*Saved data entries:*
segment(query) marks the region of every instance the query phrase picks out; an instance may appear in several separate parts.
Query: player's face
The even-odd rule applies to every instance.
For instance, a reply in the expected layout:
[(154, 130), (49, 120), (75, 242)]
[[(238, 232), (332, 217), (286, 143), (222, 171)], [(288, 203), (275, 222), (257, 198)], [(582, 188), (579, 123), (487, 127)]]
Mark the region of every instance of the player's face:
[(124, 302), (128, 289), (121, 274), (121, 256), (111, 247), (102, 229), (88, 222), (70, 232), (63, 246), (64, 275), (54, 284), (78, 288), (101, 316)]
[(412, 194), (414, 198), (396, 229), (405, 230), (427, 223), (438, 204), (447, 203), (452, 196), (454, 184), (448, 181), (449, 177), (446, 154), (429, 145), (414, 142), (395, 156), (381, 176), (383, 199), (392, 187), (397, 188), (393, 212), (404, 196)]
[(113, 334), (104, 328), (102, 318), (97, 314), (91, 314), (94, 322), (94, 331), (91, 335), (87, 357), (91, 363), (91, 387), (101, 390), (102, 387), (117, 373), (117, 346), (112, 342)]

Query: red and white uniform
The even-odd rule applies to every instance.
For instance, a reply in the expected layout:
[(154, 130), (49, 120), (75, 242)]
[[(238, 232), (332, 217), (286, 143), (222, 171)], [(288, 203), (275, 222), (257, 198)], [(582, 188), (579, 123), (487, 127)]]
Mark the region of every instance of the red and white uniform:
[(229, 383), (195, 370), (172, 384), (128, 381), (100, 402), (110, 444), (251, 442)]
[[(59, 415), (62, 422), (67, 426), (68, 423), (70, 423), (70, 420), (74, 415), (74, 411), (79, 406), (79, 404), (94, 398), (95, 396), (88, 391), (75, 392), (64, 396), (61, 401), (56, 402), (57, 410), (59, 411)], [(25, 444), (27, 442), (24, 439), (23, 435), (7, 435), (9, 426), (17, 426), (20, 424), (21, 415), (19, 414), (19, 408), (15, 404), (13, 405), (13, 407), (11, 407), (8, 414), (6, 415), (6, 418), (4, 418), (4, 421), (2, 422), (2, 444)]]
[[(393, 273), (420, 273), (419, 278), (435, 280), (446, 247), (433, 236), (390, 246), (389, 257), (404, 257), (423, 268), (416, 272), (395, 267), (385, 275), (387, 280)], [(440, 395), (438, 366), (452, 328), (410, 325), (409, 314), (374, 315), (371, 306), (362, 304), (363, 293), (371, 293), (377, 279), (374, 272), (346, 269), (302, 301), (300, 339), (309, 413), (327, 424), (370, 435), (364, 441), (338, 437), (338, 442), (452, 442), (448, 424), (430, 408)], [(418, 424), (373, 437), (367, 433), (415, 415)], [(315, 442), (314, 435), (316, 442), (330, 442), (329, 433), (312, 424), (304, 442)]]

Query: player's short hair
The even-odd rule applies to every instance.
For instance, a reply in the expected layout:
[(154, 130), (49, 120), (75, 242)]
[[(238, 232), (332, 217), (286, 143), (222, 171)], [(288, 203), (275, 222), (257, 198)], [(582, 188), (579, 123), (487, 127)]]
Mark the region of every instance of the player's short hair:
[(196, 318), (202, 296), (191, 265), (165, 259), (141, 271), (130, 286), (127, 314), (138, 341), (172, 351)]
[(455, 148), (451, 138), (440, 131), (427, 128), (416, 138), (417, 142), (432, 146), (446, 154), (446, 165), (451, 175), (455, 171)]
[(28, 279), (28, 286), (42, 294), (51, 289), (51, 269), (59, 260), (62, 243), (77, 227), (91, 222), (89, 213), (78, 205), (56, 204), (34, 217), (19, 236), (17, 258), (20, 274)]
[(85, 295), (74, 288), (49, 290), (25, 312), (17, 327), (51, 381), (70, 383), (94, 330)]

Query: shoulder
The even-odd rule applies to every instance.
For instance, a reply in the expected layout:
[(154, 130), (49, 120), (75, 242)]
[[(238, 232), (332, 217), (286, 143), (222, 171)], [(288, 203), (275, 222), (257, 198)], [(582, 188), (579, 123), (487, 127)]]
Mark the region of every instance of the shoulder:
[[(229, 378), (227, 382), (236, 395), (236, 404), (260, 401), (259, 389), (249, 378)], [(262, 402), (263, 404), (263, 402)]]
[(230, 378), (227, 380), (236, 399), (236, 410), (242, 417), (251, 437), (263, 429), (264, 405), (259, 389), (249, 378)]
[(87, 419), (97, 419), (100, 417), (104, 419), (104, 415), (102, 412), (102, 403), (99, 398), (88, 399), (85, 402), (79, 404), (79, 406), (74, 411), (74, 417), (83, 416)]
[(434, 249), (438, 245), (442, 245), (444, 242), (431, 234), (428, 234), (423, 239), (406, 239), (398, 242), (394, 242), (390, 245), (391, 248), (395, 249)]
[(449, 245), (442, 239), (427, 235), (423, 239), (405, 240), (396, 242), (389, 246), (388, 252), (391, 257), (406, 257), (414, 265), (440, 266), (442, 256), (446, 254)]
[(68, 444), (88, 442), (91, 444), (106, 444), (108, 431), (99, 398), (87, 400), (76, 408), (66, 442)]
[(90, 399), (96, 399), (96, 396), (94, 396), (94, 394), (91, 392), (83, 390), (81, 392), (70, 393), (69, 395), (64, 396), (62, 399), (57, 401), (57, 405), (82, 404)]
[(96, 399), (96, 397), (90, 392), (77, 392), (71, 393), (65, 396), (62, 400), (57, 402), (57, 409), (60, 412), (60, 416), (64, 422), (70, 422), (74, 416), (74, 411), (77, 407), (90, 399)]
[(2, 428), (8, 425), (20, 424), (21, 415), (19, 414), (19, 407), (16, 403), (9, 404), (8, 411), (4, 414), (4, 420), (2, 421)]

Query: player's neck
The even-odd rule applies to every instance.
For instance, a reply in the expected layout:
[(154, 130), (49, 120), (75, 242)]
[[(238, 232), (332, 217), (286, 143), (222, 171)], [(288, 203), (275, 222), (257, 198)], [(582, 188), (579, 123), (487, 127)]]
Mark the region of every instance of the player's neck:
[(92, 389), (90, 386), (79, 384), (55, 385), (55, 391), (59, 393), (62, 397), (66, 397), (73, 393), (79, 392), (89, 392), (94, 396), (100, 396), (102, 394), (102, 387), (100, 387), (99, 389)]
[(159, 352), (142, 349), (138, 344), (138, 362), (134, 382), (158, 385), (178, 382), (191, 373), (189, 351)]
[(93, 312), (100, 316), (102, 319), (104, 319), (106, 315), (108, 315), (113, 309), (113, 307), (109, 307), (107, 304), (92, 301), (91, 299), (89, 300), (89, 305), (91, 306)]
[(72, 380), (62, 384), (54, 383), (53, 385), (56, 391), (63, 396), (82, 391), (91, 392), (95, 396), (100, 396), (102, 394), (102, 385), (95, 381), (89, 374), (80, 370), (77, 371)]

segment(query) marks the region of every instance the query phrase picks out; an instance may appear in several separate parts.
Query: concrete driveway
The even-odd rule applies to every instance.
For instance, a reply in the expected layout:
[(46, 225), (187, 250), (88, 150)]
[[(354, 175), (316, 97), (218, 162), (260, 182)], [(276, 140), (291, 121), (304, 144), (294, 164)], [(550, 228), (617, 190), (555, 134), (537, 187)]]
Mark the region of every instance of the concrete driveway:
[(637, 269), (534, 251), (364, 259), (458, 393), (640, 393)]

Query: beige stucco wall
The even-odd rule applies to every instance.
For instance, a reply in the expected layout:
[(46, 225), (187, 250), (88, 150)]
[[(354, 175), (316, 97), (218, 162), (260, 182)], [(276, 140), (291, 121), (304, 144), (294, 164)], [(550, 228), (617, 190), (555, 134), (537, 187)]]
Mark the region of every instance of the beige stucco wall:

*Exercise:*
Which lines run from the one containing "Query: beige stucco wall" to the end of the records? Transcribe exactly those, both ends included.

*Written response:*
Query: beige stucco wall
The even-odd rule applies to every instance.
For instance, a reply in the expected layout:
[(46, 225), (187, 250), (88, 150)]
[[(354, 175), (316, 97), (218, 162), (260, 182)], [(276, 140), (291, 121), (304, 144), (294, 164)], [(550, 228), (617, 190), (555, 134), (537, 187)]]
Mark the region of every instance of the beige stucco wall:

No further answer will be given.